Berbeda dengan cerpen pada umumnya, cerpen anak ini mudah dipahami karena bahasanya sederhana dan jalan ceritanya ringan.

Ada banyak cerpen singkat bermakna dari para penulis di Indonesia. Mama dan Papa bisa memilih cerita tersebut untuk dibacakan setiap malam sebagai pengantar tidur.

Tema cerpen pun bermacam-macam, mulai dari cerpen singkat bermakna tentang kehidupan, cerpen singkat bermakna tentang pendidikan, sampai cerpen singkat persahabatan.

Mama dan Papa tak perlu bingung memilih cerpen, berikut Popmama.com sudah merangkum beberapa contoh cerpen yang menarik. Simak ceritanya, yuk!

1. Kucingku (I Gede Putu Da'ib, SMPN 1 Puri)
┄┄┄┄┄┄
**PERINTAH**
Tuliskan lanjutan teks tentang cerpen anak di atas, dimulai setelah judul cerita terakhir yang tertera. Materi berikut tidak berhubungan dengan teks tentang cerpen anak.
┄┄┄┄┄┄
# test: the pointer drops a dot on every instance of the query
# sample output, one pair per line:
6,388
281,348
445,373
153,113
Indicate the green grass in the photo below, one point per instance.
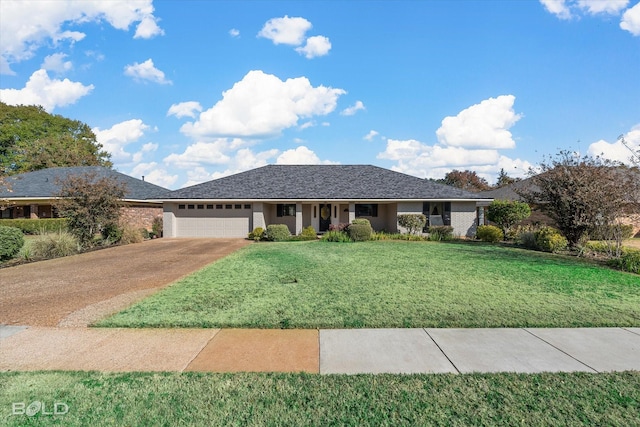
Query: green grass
392,284
168,399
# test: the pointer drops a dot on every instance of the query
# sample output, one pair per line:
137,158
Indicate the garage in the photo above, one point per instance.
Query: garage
202,220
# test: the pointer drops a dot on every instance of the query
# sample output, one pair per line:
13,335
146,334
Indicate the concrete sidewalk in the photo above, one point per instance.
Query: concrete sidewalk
326,351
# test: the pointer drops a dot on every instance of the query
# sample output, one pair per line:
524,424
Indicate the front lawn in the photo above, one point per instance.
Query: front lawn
391,284
169,399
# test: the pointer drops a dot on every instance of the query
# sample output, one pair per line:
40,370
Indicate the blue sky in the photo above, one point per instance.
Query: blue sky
186,91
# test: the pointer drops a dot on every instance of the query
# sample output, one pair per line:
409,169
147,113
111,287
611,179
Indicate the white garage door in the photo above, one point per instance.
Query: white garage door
212,227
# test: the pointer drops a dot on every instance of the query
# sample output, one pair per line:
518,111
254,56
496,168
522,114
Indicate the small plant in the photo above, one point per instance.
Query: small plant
489,233
256,234
335,236
548,239
11,241
54,245
440,232
360,232
277,233
412,222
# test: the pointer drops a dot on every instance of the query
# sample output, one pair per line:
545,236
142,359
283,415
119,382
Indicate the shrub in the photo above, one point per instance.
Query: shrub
130,235
628,261
256,234
156,226
277,233
335,236
360,232
489,233
54,245
412,222
37,226
11,241
440,232
308,233
548,239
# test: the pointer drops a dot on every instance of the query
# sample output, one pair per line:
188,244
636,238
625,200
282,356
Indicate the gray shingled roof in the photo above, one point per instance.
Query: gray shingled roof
317,182
46,183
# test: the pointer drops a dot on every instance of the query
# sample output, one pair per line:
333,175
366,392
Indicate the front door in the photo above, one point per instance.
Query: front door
325,217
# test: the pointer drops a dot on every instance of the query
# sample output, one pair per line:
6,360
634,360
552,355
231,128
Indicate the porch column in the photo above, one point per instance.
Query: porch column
298,218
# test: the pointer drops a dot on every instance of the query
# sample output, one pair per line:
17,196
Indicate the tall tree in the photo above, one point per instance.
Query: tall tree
466,180
32,139
580,193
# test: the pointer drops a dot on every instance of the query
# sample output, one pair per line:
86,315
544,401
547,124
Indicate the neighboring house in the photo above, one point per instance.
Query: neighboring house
32,194
315,195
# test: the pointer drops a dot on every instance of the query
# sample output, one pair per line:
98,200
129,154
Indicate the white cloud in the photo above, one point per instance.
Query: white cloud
285,30
185,109
47,92
56,63
350,111
148,28
262,105
610,7
631,20
118,136
315,46
154,174
616,150
26,25
557,7
434,161
372,134
146,72
301,156
483,125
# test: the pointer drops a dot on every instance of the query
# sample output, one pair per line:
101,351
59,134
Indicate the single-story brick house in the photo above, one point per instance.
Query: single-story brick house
315,195
32,194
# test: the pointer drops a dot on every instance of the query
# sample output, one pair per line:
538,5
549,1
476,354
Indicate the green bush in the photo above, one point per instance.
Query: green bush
277,233
360,232
11,241
489,233
335,236
37,226
308,233
548,239
54,245
412,222
256,234
628,261
440,232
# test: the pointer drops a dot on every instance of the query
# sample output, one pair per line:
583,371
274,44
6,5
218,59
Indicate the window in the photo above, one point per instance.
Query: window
288,209
369,209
┄┄┄┄┄┄
**JAWABAN**
Freepik/Freepik

Cerpen singkat bermakna ini ditulis oleh I Gede Putu Da'ib dari SMPN 1 Puri. Simak ceritanya, yuk!

Kucingku

Pada suatu hari aku menemukan satu ekor kucing betina yang sedang mengandung. Pada saat itu hujan rintik-rintik aku merasa kasihan dan aku membawanya pulang. Setelah kubawa pulang aku memberinya makan, kucing itu makan dengan lahap.

Satu minggu kemudian, aku mencari-cari kucingku tetapi tidak kutemukan, aku mencoba bertanya kepada kakakku

“kak, apakah kamu melihat kucingku?” tanyaku
“memangnya kucingmu ke mana” jawab kakakku
“tidak tau kak, aku tadi sudah mencarinya di kandangnya tetapi dia tidak ada” kataku kembali
“kamu sudah mencarinya di kamar kamu” jawab kakakku

Lalu aku mencoba mencari kucing ku di kamarku, dan aku menemukan kucingku ternyata dia sedang tidur di kamarku. Aku tidak berani membangunkan kucingku karena dia tidur sangat pulas.

Satu minggu berlalu, setelah kucingku kubawa pulang ke rumah. Aku mencoba membawa kucingku ke dokter hewan untuk memeriksakan kandungannya.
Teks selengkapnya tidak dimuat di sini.